▶ [Text provided]
──────────────────────────────

Newspaper article The Evening Standard (London, England)

One Small Step Down Chelsea's Roman Road

Newspaper article The Evening Standard (London, England)

One Small Step Down Chelsea's Roman Road

Article excerpt

Byline: KEN DYER

ROMAN ABRAMOVICH could be forgiven for thinking that this football lark is easy.

Just shell out a fraction of your personal fortune to take control of a notable, but financially vulnerable club, sign a few players for [pounds sterling]34million worth of loose change, earmark a couple more and bob's your uncle, along comes a trophy, albeit a garish one, even before the season starts.

Admittedly the Premier League's Asia Cup is not high on anyone's priority list, not even hosts Malaysia judging by the crowds at all the matches up to the final, but Claudio Ranieri's team have worked hard in difficult conditions and emerged victorious over Newcastle and that can only help confidence with the serious stuff just around the corner.

Admittedly it took a ridiculous penalty shootout miss from Jermaine Jenas to hand the Asia Cup to Chelsea but you gladly accept what comes your way in football and the Stamford Bridge club thoroughly deserved their victory.

There is nothing like competition to sharpen players' appetites for the battle and too often in the past there has been nothing like enough competition.

──────────────────────────────

▶ [Data excerpts]
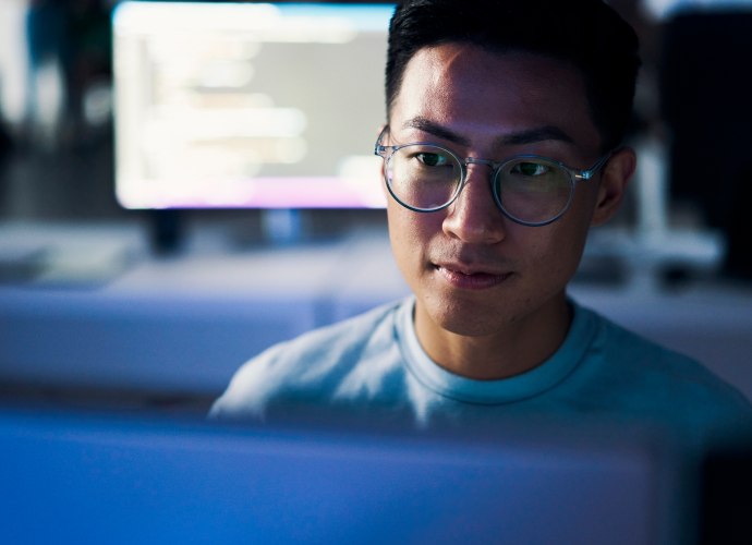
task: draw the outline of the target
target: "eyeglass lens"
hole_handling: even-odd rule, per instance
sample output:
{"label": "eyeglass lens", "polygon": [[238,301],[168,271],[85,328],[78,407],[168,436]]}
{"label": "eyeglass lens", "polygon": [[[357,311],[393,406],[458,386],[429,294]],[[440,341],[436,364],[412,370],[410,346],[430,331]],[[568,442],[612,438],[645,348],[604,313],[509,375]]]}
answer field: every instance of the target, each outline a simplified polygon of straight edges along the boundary
{"label": "eyeglass lens", "polygon": [[[389,189],[410,208],[435,210],[450,203],[462,180],[462,167],[446,150],[430,145],[397,149],[386,165]],[[498,204],[513,219],[545,223],[569,204],[572,181],[569,173],[538,158],[520,158],[505,164],[494,179]]]}

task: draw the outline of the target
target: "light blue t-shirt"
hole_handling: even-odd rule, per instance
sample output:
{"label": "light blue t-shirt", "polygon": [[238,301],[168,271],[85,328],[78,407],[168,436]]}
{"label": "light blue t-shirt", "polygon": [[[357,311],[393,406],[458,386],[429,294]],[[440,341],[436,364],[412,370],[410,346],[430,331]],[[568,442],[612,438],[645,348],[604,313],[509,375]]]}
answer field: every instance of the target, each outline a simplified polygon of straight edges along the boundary
{"label": "light blue t-shirt", "polygon": [[752,405],[731,386],[574,302],[559,350],[500,380],[434,363],[415,335],[414,304],[411,296],[268,349],[238,371],[209,417],[263,421],[298,402],[419,428],[627,419],[683,431],[693,443],[752,429]]}

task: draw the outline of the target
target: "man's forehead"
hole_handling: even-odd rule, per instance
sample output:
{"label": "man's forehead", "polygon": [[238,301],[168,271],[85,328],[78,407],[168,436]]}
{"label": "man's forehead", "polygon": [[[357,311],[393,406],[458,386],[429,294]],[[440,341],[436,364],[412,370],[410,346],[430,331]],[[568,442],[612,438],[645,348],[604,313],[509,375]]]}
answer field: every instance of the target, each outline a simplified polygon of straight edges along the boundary
{"label": "man's forehead", "polygon": [[[402,129],[416,129],[427,134],[432,134],[447,142],[452,142],[461,146],[471,146],[472,141],[468,136],[454,132],[448,126],[444,126],[423,116],[416,116],[402,123]],[[574,144],[572,137],[566,131],[556,125],[539,125],[529,129],[514,129],[507,134],[500,134],[497,138],[498,146],[522,146],[543,141],[559,141],[566,144]]]}
{"label": "man's forehead", "polygon": [[424,48],[405,69],[391,114],[392,129],[460,145],[487,132],[498,145],[547,140],[599,146],[579,71],[521,51],[461,44]]}

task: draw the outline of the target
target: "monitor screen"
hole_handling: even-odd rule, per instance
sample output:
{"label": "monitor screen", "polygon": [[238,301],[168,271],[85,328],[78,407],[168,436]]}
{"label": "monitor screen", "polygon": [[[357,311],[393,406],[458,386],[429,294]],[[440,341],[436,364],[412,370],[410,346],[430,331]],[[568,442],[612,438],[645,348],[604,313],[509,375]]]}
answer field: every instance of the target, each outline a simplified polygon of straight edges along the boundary
{"label": "monitor screen", "polygon": [[383,208],[392,5],[136,2],[113,15],[125,208]]}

──────────────────────────────

▶ [Instructions]
- 1) Quote the Chelsea article word for word, starting at "There is nothing" and ending at "like enough competition.".
- 2) In the Chelsea article, whose miss in the penalty shootout handed the Asia Cup to Chelsea?
- 3) Carry on the Chelsea article from its last sentence.
Nothing in the listing is needed here.

▶ [Exercise answers]
- 1)
There is nothing like competition to sharpen players' appetites for the battle and too often in the past there has been nothing like enough competition.

- 2) Jermaine Jenas's

- 3)
Now things are different. Almost anyone who is anyone in Europe has been linked to Chelsea and suddenly the pressure is on the current Blues stars to perform.

By the time Chelsea play their next friendly, against Crystal Palace on Saturday, Ranieri should have at least one more name to add to his burgeoning squad and that is guaranteed to keep everyone on their toes.

There are some players in the game, to be sure, who are not fussed about playing as long as they pick up their fat wage packets each week.

The vast majority however, want to play, need the buzz of performing in front of big crowds, want to achieve something more from their profession than a mock tudor house in Surrey with a Mercedes in the driveway.

Take Jesper Gronkjaer, for example, and there have been times when Chelsea fans wanted any other club to do just that. Gronkjaer in full flight is truly a sight to behold but the problem is that football is about more than sprinting.

Too often in the past the District Line trains trundling through Fulham Broadway station have been in more danger from the Dane's wayward crossing than opposition defences and with the summer signing of Geremi, Gronkjaer's future looked uncertain.

The Cameroon international will link up with his new club-mates later this week but Gronkjaer's determined display in last night's Final against Newcastle was tantamount to throwing down the gauntlet.

Players usually say that speculation about new signings has little or no effect on them but Gronkjaer was honest enough to admit the opposite is true for him.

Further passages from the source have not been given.